=== Set exercise ===
Copy the records below verbatim, line by line, without altering anything.
══ Items ══
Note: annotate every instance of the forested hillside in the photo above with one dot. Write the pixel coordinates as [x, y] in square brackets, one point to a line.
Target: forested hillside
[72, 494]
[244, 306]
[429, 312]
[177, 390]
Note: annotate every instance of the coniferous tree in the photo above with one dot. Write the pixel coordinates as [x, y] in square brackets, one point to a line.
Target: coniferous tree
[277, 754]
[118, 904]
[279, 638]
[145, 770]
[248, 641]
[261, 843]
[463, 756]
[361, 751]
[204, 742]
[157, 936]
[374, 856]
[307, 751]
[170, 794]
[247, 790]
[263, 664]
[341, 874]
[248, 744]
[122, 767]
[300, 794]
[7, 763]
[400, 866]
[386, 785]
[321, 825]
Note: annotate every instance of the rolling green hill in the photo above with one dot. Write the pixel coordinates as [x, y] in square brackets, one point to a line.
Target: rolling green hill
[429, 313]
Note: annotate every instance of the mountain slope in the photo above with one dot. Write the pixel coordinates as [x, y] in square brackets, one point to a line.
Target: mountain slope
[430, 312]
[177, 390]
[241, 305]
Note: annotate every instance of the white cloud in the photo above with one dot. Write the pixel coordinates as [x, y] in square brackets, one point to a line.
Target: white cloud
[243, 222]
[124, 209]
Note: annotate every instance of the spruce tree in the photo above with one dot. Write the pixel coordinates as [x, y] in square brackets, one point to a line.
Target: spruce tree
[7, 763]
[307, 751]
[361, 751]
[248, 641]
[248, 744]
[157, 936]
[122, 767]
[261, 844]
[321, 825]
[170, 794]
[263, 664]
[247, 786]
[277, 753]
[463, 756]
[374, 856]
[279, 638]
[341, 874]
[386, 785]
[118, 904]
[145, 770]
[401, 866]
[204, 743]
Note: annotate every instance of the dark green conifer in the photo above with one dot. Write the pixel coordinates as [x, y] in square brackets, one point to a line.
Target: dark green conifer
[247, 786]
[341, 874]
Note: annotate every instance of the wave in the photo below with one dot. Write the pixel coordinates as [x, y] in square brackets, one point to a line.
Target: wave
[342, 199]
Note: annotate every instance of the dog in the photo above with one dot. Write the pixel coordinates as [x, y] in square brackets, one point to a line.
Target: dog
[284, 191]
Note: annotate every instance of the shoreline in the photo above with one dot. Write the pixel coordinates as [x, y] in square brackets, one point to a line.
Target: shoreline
═══
=== Task response ===
Note: annotate every instance of the forested hillside in the photo above with one dot. Write the pixel coordinates as [x, y] in square brackets, one point to a line.
Target: forested hillside
[72, 494]
[244, 306]
[429, 312]
[177, 390]
Note: annotate every instance of the coniferous tree in the photo above with one dot. Write the pixel coordinates as [x, y] in square brackets, one point to a line.
Target: coniferous tree
[277, 754]
[118, 904]
[279, 638]
[145, 770]
[248, 641]
[261, 843]
[463, 756]
[361, 751]
[204, 742]
[157, 936]
[374, 856]
[307, 751]
[170, 794]
[247, 790]
[263, 664]
[341, 874]
[248, 744]
[122, 767]
[300, 794]
[7, 763]
[400, 866]
[386, 785]
[321, 825]
Note: annotate every instance of the rolling green hill in the photo above with one dot. Write the pixel coordinates as [x, y] in square brackets, one point to a line.
Target: rolling green hill
[429, 313]
Note: annotate every instance of the mountain slope in the photo above with one dot. Write the pixel coordinates as [x, y] in square brackets, one point to a line.
Target: mountain slope
[430, 312]
[177, 390]
[241, 305]
Note: annotate every instance of the white cloud in the photo above with one dot. Write the pixel coordinates as [x, y] in square brackets, one point to a line.
Target: white cloud
[243, 222]
[124, 209]
Note: annotate every instance of the spruce tree in the photo above with one dot. Write the pixel coordinates as [x, y] in square brackets, one point to a line.
Target: spruce tree
[7, 763]
[307, 751]
[361, 751]
[248, 641]
[248, 744]
[157, 936]
[122, 767]
[261, 844]
[321, 825]
[170, 794]
[263, 664]
[247, 786]
[277, 753]
[463, 756]
[374, 856]
[279, 638]
[341, 874]
[386, 785]
[118, 904]
[145, 770]
[401, 866]
[204, 743]
Note: annotate every instance of the dark green conifer in the photo above with one dot. Write the pixel coordinates as [x, y] in square brackets, one point to a line.
Target: dark green conifer
[247, 786]
[341, 874]
Note: annotate every instance of the wave in the photo below with one dot. Write the pixel coordinates as [x, y] in square brackets, one point to a line.
Target: wave
[342, 199]
Note: annotate every instance of the dog in the photo above with one dot. Write the pixel coordinates as [x, y] in square brackets, one point to a line.
Target: dog
[284, 191]
Note: annotate every instance of the shoreline in the photo above with one dot. Write the pixel coordinates as [x, y] in square brackets, one point to a line.
Target: shoreline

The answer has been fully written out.